* _Task instructions_
Would you restate all the data that follows, word for word?

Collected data

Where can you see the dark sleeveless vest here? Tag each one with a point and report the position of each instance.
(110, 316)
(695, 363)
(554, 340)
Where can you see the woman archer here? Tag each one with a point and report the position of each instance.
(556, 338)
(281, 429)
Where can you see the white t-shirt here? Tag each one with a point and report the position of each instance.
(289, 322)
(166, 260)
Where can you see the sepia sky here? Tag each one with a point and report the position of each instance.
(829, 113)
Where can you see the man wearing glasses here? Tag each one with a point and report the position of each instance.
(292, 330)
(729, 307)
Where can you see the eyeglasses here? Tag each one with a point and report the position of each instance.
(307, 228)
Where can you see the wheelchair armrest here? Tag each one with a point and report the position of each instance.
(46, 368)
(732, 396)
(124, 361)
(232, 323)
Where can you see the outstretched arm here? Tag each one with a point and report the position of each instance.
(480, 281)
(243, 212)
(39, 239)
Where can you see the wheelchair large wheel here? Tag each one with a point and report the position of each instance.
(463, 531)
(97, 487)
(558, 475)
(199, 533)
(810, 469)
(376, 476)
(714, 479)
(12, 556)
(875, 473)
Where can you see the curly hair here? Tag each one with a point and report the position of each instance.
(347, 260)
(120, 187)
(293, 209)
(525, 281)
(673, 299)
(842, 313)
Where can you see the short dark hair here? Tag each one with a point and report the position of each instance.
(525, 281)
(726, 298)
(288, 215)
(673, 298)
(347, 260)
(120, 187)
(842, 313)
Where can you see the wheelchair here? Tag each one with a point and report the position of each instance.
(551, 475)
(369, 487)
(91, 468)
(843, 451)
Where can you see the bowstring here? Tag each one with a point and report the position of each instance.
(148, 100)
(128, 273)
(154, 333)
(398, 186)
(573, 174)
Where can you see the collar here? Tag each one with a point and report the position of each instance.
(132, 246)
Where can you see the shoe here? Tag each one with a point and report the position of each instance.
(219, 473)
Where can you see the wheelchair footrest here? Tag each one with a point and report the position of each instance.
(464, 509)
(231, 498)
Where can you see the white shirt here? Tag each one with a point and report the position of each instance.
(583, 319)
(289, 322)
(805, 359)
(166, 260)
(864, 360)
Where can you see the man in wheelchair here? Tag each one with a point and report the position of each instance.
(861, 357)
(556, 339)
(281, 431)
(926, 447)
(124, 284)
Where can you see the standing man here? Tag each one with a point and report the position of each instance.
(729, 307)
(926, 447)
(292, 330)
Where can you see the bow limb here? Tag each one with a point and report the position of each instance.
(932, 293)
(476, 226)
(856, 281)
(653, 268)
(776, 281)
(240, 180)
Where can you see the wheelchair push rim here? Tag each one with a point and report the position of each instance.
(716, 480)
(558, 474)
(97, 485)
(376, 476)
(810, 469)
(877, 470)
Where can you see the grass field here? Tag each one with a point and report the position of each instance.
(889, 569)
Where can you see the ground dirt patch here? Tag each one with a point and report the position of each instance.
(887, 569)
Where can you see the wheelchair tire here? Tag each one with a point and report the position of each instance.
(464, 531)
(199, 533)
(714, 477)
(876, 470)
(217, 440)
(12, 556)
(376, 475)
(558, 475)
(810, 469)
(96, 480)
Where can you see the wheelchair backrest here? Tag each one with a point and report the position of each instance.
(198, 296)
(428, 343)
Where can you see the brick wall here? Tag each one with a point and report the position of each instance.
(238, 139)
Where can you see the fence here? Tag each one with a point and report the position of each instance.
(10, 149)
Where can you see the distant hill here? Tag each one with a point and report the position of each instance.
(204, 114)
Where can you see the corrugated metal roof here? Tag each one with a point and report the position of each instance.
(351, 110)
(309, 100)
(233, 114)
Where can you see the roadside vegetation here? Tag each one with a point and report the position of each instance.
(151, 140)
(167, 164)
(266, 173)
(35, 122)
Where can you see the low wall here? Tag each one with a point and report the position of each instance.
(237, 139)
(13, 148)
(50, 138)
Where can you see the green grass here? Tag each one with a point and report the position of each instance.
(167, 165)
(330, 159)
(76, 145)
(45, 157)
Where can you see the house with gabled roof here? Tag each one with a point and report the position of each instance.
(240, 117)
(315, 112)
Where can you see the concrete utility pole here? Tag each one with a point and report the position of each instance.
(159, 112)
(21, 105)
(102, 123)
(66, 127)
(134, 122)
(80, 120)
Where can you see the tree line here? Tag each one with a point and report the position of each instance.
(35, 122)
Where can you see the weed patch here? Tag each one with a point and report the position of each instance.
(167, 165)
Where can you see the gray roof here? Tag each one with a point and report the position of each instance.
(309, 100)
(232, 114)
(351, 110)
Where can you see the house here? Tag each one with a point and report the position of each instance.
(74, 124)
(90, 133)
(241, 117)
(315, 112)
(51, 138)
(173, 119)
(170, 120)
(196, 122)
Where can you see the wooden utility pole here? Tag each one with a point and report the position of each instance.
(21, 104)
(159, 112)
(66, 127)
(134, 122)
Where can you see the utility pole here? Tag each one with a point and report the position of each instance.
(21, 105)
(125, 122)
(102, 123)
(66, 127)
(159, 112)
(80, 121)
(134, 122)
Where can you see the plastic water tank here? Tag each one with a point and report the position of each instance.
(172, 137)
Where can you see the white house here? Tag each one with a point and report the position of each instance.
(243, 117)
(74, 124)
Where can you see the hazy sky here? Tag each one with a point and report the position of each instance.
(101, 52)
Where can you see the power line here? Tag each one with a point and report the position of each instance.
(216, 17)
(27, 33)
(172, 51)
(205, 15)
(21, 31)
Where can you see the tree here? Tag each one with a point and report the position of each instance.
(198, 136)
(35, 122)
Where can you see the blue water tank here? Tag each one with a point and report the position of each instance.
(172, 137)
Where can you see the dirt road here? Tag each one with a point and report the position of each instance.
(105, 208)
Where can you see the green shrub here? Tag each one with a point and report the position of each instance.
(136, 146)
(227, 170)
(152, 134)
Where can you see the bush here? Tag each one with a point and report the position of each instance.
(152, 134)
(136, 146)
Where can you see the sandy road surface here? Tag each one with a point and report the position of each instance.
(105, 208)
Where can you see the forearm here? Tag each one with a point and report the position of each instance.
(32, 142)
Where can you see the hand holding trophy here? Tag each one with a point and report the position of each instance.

* _Answer to this problem_
Where can you see the dark sleeveless vest here? Tag each one with a point and report the position of each instance.
(110, 316)
(695, 363)
(554, 340)
Where can you see the woman archer here? Tag each one with a point and report the position of each instance.
(556, 338)
(281, 429)
Where can you see the white t-shirt here? Tag each one with a point and report the position of each instance.
(289, 322)
(166, 260)
Where can you see the sepia sky here? Tag each one with a point and report the position of each instance.
(829, 113)
Where can you see the man wearing glasses here? Tag each one with a point and report the position of each instance.
(292, 330)
(729, 307)
Where can you see the eyeglasses here? Tag each one with a point and report the position of each instance.
(307, 228)
Where can you see the wheelchair armrest here? Tag each one with a point and report the position of each instance.
(46, 368)
(732, 396)
(124, 361)
(232, 323)
Where can you see the outstretched arm here? Tag each one with a point and report the position of each instance.
(480, 281)
(243, 212)
(39, 239)
Where can you see the wheelchair large wheel here? Tag each one with a point and report the position of each instance.
(463, 531)
(97, 487)
(558, 475)
(199, 533)
(810, 469)
(376, 476)
(714, 479)
(12, 556)
(875, 473)
Where can you see the curly hair here? Tag each one with a point and report the position of each instance.
(347, 260)
(120, 187)
(293, 209)
(525, 281)
(673, 299)
(842, 313)
Where can you see the short dark hair here? Tag each one with a point and report the position of each instance.
(525, 281)
(726, 298)
(288, 215)
(673, 298)
(347, 260)
(120, 187)
(842, 313)
Where can you see the wheelchair here? Tag each one with a point and report the position of each instance.
(551, 475)
(369, 487)
(91, 468)
(843, 451)
Where can you see the bowstring here? Tag each one with a point and report the position of each instance.
(148, 100)
(128, 273)
(154, 333)
(398, 186)
(573, 174)
Where can you see the collar here? Tag each one with a point and report the position of each instance.
(132, 246)
Where can you see the shoe here? Tag each one with a point and report the position of each instance.
(219, 473)
Where can you see the wheelchair footrest here? Tag each one with a point and report the position of each instance.
(464, 509)
(231, 498)
Where can you see the white shirt here? Tag each one with a point and report the position of each instance.
(583, 319)
(289, 322)
(805, 359)
(166, 260)
(864, 360)
Where can you see the man in wheelchair here? Tag each one with a point and report the position of each instance.
(861, 357)
(556, 339)
(281, 431)
(926, 447)
(124, 284)
Where can you see the standing man here? Tag each one with a point and report the position of each instance.
(729, 307)
(926, 447)
(292, 330)
Where can you see the bow limb here? Tag each one with a point and report the position of each instance.
(932, 293)
(476, 226)
(856, 281)
(653, 268)
(776, 281)
(240, 180)
Where can you see the wheelchair push rim here? Tag each one with a point and report the position of each instance.
(716, 480)
(558, 474)
(97, 485)
(376, 476)
(810, 469)
(877, 470)
Where can you see the grass field here? Tag each one with a point and report the position of each instance.
(889, 569)
Where can you see the ground dirt patch here? Tag each one with a point and report the position of each instance.
(887, 569)
Where can you see the wheelchair tire here? Tag each one with a point and report the position of each instance.
(464, 531)
(199, 533)
(714, 477)
(876, 470)
(217, 440)
(12, 556)
(376, 475)
(558, 475)
(810, 469)
(96, 480)
Where can you see the wheelchair backrest here? Tag each one with a point and report the position of each instance.
(198, 296)
(428, 343)
Where can you see the brick wall here? Tag each one with a point and report the position of each instance.
(238, 139)
Where can you see the fence here? Tag each one with a point and report the position of each instance.
(10, 149)
Where can you see the distant hill here? Tag each one with a point and report the position of each instance.
(204, 114)
Where can you see the corrugated metal roof here? Tag each one with a point and report the position of each instance.
(351, 110)
(309, 100)
(233, 114)
Where can you see the roadside vegetation here? Tag each one with a point and report the position of each instance.
(151, 140)
(167, 164)
(266, 173)
(35, 122)
Where can you see the low wall here? Tag each one with a point and report the position of each instance.
(237, 139)
(13, 148)
(50, 138)
Where can you see the green grass here? Tag each one with a point and report the position of each instance.
(167, 165)
(330, 159)
(76, 145)
(45, 157)
Where can you see the house with gabled roof here? Tag each one with a point and report the position of each instance.
(240, 117)
(315, 112)
Where can you see the concrete utility pole here? Tag each one with a point and report the position of each instance.
(159, 112)
(21, 105)
(102, 123)
(66, 127)
(134, 122)
(80, 120)
Where can you see the tree line here? Tag each one with a point and report the position of each instance.
(35, 122)
Where can you see the weed patch here? Tag each one with a point and report the position of each instance.
(167, 165)
Where can you see the gray roof here? Tag each one with a point and report the position of each instance.
(309, 100)
(232, 114)
(351, 110)
Where can you see the house here? Tag each one with a point and report the position of each instance.
(74, 124)
(90, 133)
(241, 117)
(315, 112)
(51, 138)
(173, 119)
(170, 120)
(196, 122)
Where can you see the wooden utility pole here? Tag each one with a point and report the position of each instance.
(21, 104)
(159, 112)
(66, 127)
(134, 122)
Where can you see the utility pole here? Tag each one with a point and report the position of each instance.
(21, 105)
(125, 122)
(102, 123)
(66, 127)
(159, 112)
(80, 121)
(134, 122)
Where can you see the plastic water tank here? Tag each one with a point and report the position of each instance.
(172, 137)
Where can you see the white house here? Tag each one with a point and report the position of each instance.
(243, 117)
(74, 124)
Where can you see the hazy sky here? Tag each one with a point and report the position of each instance.
(101, 52)
Where can you see the power line here? Tag each one with a point and report the position of each instance.
(216, 17)
(27, 33)
(172, 51)
(205, 15)
(21, 31)
Where can you see the tree here? Tag each one with a point and report the position of each instance.
(198, 136)
(35, 122)
Where can you see the blue water tank here? Tag each one with a point and report the position of each instance.
(172, 137)
Where can you see the dirt road here? Tag each one with a point and report the position of each instance.
(105, 208)
Where can you see the green shrub here? Tag each one with a point and report the position of each instance.
(136, 146)
(227, 170)
(152, 134)
Where can you see the bush here? Tag each one with a point and report the position of each instance.
(152, 134)
(136, 146)
Where can you see the sandy road surface here? Tag each one with a point and report the position of each instance.
(105, 208)
Where can you see the forearm here? Tag each one with a point and report the position of each instance.
(32, 142)
Where can you see the hand holding trophy here? Tag each one with a point and report the position of each instance.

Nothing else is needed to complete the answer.